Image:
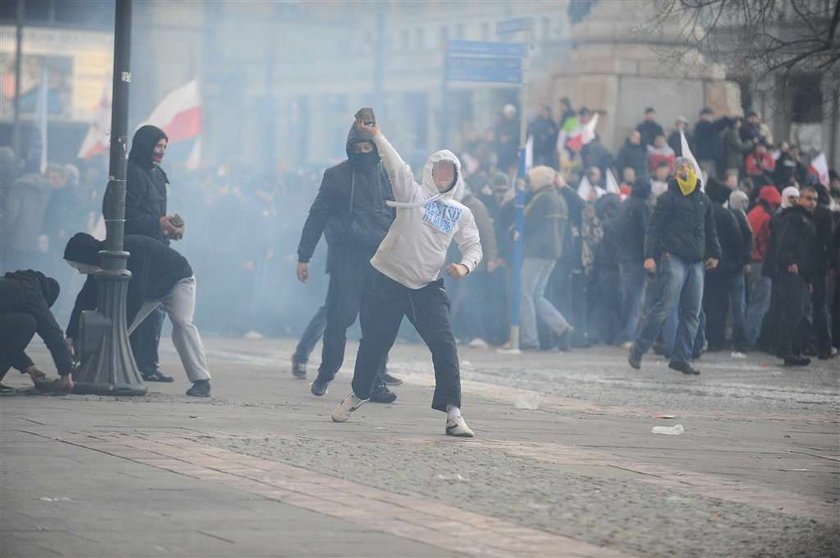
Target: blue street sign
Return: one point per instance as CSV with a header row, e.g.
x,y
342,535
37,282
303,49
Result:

+++

## Your instructions
Nothing but the lines from the one containing "Target: blue street sign" to the end of the material should be printed, each exactly as written.

## Answer for this exercise
Target: blue street sign
Return: one point per instance as CSV with a header row, e.g.
x,y
342,535
37,282
303,49
Result:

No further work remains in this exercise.